WHAT THE EXERCISE ASKS: Can you arrange every line of the records below as a numbered list, dropping the blank lines and leaving out the pictures?

########################################

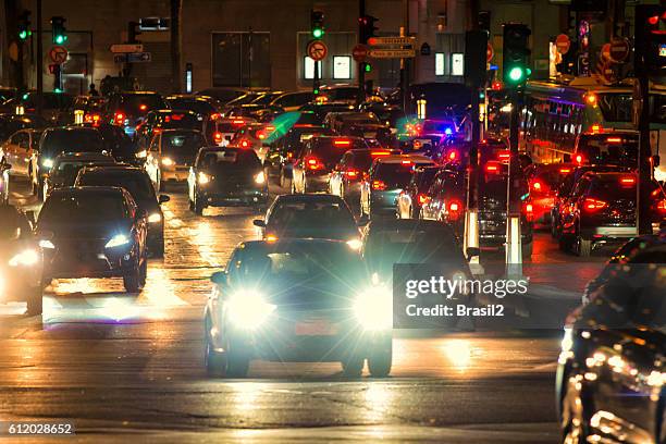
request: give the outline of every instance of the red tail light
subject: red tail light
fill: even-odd
[[[604,202],[603,200],[597,200],[597,199],[592,199],[592,198],[587,198],[583,201],[583,208],[588,211],[599,211],[602,208],[605,208],[608,203]]]
[[[425,196],[424,194],[420,194],[418,196],[419,205],[425,205],[430,201],[430,196]]]
[[[372,181],[372,189],[377,189],[379,192],[382,192],[384,189],[386,189],[386,184],[382,181]]]

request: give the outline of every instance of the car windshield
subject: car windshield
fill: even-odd
[[[51,130],[44,135],[42,153],[101,152],[103,140],[97,130]]]
[[[39,213],[39,221],[55,224],[99,223],[125,215],[125,205],[120,194],[58,194],[49,196]]]
[[[202,170],[257,170],[261,169],[261,161],[251,149],[227,148],[207,151],[199,160]]]
[[[101,171],[83,174],[77,182],[81,186],[120,186],[136,201],[155,200],[155,188],[150,178],[141,172]]]
[[[206,146],[206,141],[199,133],[162,134],[162,152],[168,155],[183,153],[194,156],[203,146]]]

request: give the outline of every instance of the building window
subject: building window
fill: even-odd
[[[444,52],[435,52],[435,75],[444,75]]]
[[[333,78],[351,78],[351,58],[335,55],[333,58]]]
[[[319,66],[319,78],[321,78],[323,77],[321,71],[321,60],[317,62],[317,66]],[[307,55],[304,58],[303,61],[303,78],[305,78],[306,81],[311,81],[312,78],[314,78],[314,61]]]
[[[451,54],[451,75],[465,75],[465,54],[460,52]]]

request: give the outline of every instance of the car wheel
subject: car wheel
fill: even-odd
[[[138,263],[123,276],[123,285],[127,293],[139,292],[141,287],[141,270]]]
[[[28,316],[39,316],[44,309],[44,295],[41,286],[32,288],[27,295],[27,313]]]
[[[368,370],[374,378],[386,378],[391,373],[393,365],[393,341],[388,336],[384,344],[381,344],[368,356]]]
[[[358,356],[356,353],[342,361],[343,372],[347,378],[360,378],[366,365],[366,358]]]

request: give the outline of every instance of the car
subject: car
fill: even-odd
[[[165,100],[172,110],[193,111],[203,119],[208,119],[211,114],[220,113],[223,108],[223,103],[218,99],[199,94],[176,94],[166,96]]]
[[[666,238],[637,249],[565,323],[555,391],[564,442],[664,441]]]
[[[206,140],[208,145],[227,146],[238,130],[256,122],[257,120],[252,118],[212,115],[206,124]]]
[[[86,165],[113,165],[115,160],[101,152],[64,152],[53,160],[53,168],[44,178],[41,195],[46,199],[54,189],[74,185],[78,171]]]
[[[146,284],[147,213],[120,187],[55,189],[36,233],[44,250],[44,283],[53,279],[122,278],[128,293]]]
[[[411,181],[415,169],[431,165],[434,165],[434,162],[420,155],[387,156],[375,159],[360,185],[361,217],[391,215],[395,218],[397,198]]]
[[[300,157],[305,143],[316,136],[333,135],[328,128],[318,124],[296,123],[278,137],[272,137],[263,160],[269,176],[279,177],[278,184],[283,188],[291,186],[294,162]]]
[[[306,140],[292,166],[292,193],[326,192],[329,175],[349,149],[368,148],[360,137],[317,136]]]
[[[562,243],[581,257],[588,257],[600,244],[638,235],[636,173],[588,172],[571,190],[562,211]],[[666,195],[652,182],[650,220],[653,225],[666,217]]]
[[[382,156],[395,156],[395,149],[350,149],[342,157],[329,176],[329,193],[345,199],[349,206],[357,206],[360,199],[360,183],[368,173],[372,161]]]
[[[107,102],[104,120],[123,128],[134,137],[136,126],[153,110],[163,110],[166,103],[162,96],[152,91],[122,91],[112,94]]]
[[[26,128],[12,134],[0,147],[0,159],[12,165],[12,175],[28,177],[37,182],[37,152],[41,130]]]
[[[582,133],[576,138],[572,161],[579,165],[638,168],[639,134],[636,131]]]
[[[268,205],[268,177],[251,149],[201,148],[187,176],[189,208],[203,214],[207,207],[255,207]]]
[[[139,155],[145,156],[144,168],[161,192],[168,182],[187,181],[197,152],[206,146],[203,134],[197,130],[164,130],[152,137],[147,152]]]
[[[525,170],[534,207],[535,222],[551,222],[557,187],[575,169],[574,163],[534,163]]]
[[[203,131],[203,118],[187,110],[156,110],[136,126],[134,140],[139,148],[146,148],[153,137],[166,130]]]
[[[85,126],[49,127],[41,133],[37,153],[37,195],[44,198],[44,181],[62,152],[104,152],[97,128]]]
[[[414,171],[409,184],[397,198],[396,214],[398,219],[419,219],[421,207],[428,202],[427,193],[441,170],[441,166],[423,166]]]
[[[120,186],[126,189],[140,211],[148,214],[148,252],[153,258],[164,257],[164,213],[160,207],[170,197],[155,194],[146,171],[126,165],[84,166],[74,186]]]
[[[211,276],[205,310],[206,368],[243,378],[254,359],[340,361],[358,378],[366,359],[386,377],[393,357],[392,301],[344,242],[245,242]]]
[[[281,195],[266,219],[255,220],[263,238],[312,237],[344,240],[360,247],[360,233],[349,207],[338,196],[325,194]]]
[[[44,259],[26,215],[0,203],[0,304],[27,303],[27,313],[41,314]]]

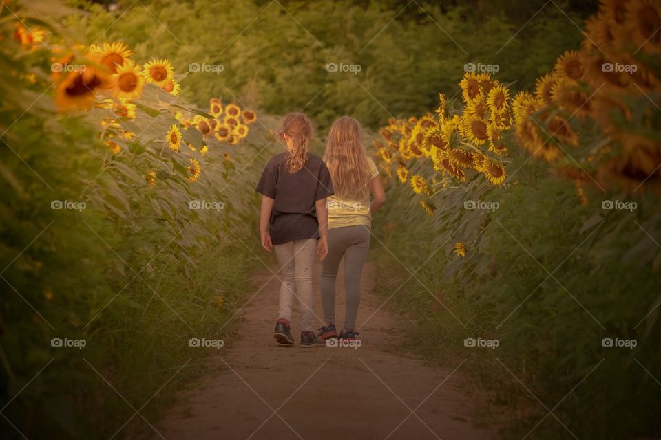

########################################

ANSWER FOR THE TASK:
1. request: give the outline of every instance of the red tail light
2. subject: red tail light
3. fill: even-odd
4. [[[604,202],[603,200],[597,200],[597,199],[592,199],[592,198],[587,198],[583,201],[583,208],[588,211],[599,211],[602,208],[605,208],[608,203]]]
5. [[[425,196],[424,194],[420,194],[418,196],[419,205],[425,205],[430,201],[430,196]]]
6. [[[372,181],[372,189],[377,189],[379,192],[382,192],[384,189],[386,189],[386,184],[382,181]]]
7. request: give the outline of every instance of the car windshield
8. subject: car windshield
9. fill: even-odd
10. [[[51,130],[44,135],[42,153],[101,152],[103,140],[97,130]]]
11. [[[39,213],[39,221],[55,224],[99,223],[125,215],[125,205],[120,194],[58,194],[49,196]]]
12. [[[202,170],[257,170],[261,169],[261,161],[251,149],[227,148],[207,151],[199,160]]]
13. [[[101,171],[83,174],[77,182],[81,186],[120,186],[136,201],[155,200],[155,188],[150,178],[141,172]]]
14. [[[206,146],[206,141],[199,133],[162,134],[162,152],[168,155],[183,153],[194,156],[203,146]]]
15. request: give the outline of every instance of the building window
16. subject: building window
17. fill: even-odd
18. [[[444,52],[435,52],[435,75],[444,75]]]
19. [[[333,78],[351,78],[351,58],[335,55],[333,58]]]
20. [[[319,66],[319,78],[321,78],[323,77],[321,71],[321,60],[317,62],[317,66]],[[307,55],[304,58],[303,61],[303,78],[305,78],[306,81],[311,81],[312,78],[314,78],[314,61]]]
21. [[[451,54],[451,75],[465,75],[465,54],[460,52]]]
22. request: give the outline of every instance of the car wheel
23. subject: car wheel
24. fill: even-odd
25. [[[138,263],[123,276],[123,285],[127,293],[139,292],[141,287],[141,270]]]
26. [[[28,316],[39,316],[44,309],[44,295],[41,286],[32,288],[27,295],[27,313]]]
27. [[[368,370],[374,378],[386,378],[391,373],[393,365],[393,341],[388,336],[384,344],[381,344],[368,356]]]
28. [[[358,356],[356,353],[342,361],[343,372],[347,378],[360,378],[366,365],[366,358]]]
29. request: give the outline of every instance of the car
30. subject: car
31. fill: even-odd
32. [[[165,100],[172,110],[193,111],[203,119],[208,119],[211,114],[220,113],[223,108],[223,103],[218,99],[199,94],[176,94],[166,96]]]
33. [[[666,238],[637,249],[565,323],[555,391],[564,442],[664,441]]]
34. [[[206,140],[208,145],[227,146],[238,130],[256,122],[257,120],[252,118],[212,115],[206,124]]]
35. [[[86,165],[113,165],[115,160],[101,152],[64,152],[53,160],[53,168],[44,178],[41,195],[46,199],[54,189],[74,185],[78,171]]]
36. [[[146,284],[147,213],[120,187],[55,189],[36,233],[44,250],[44,283],[53,279],[122,278],[128,293]]]
37. [[[411,181],[415,169],[431,165],[434,165],[434,162],[420,155],[387,156],[375,159],[360,185],[361,217],[391,215],[395,218],[397,198]]]
38. [[[300,157],[305,143],[316,136],[333,135],[328,128],[318,124],[296,123],[278,137],[272,137],[263,160],[269,176],[279,177],[278,184],[283,188],[291,186],[294,162]]]
39. [[[306,140],[292,166],[292,193],[326,192],[329,175],[349,149],[368,148],[360,137],[317,136]]]
40. [[[562,243],[581,257],[588,257],[600,244],[638,235],[636,173],[588,172],[571,190],[562,211]],[[666,195],[652,182],[650,220],[653,225],[666,217]]]
41. [[[382,156],[395,156],[395,149],[350,149],[342,157],[329,176],[329,193],[345,199],[349,206],[357,206],[360,199],[360,183],[368,173],[372,161]]]
42. [[[107,102],[104,120],[123,128],[134,137],[136,126],[153,110],[163,110],[166,103],[162,96],[152,91],[122,91],[112,94]]]
43. [[[26,128],[12,134],[0,147],[0,159],[12,165],[12,175],[28,177],[37,182],[37,152],[41,130]]]
44. [[[582,133],[576,138],[572,161],[579,165],[638,168],[639,134],[636,131]]]
45. [[[268,205],[268,177],[251,149],[201,148],[187,176],[189,208],[203,214],[207,207],[255,207]]]
46. [[[139,155],[145,156],[144,168],[161,192],[168,182],[187,181],[197,152],[206,146],[203,134],[197,130],[164,130],[152,137],[147,152]]]
47. [[[525,170],[534,207],[535,222],[551,222],[557,187],[575,169],[574,163],[534,163]]]
48. [[[203,131],[203,118],[187,110],[156,110],[136,126],[134,140],[139,148],[146,148],[153,137],[166,130]]]
49. [[[85,126],[49,127],[41,133],[37,153],[37,195],[44,198],[44,181],[62,152],[104,152],[97,128]]]
50. [[[414,171],[409,184],[397,198],[396,214],[398,219],[419,219],[421,207],[428,202],[427,193],[441,170],[441,166],[423,166]]]
51. [[[120,186],[126,189],[140,211],[148,214],[148,252],[153,258],[164,257],[164,213],[160,207],[170,197],[155,194],[146,171],[126,165],[84,166],[74,186]]]
52. [[[211,276],[205,310],[206,368],[243,378],[254,359],[340,361],[358,378],[366,359],[386,377],[393,357],[392,301],[344,242],[245,242]]]
53. [[[281,195],[266,219],[255,220],[263,238],[312,237],[344,240],[360,247],[360,233],[349,207],[338,196],[325,194]]]
54. [[[44,259],[26,215],[0,203],[0,304],[27,303],[27,313],[41,314]]]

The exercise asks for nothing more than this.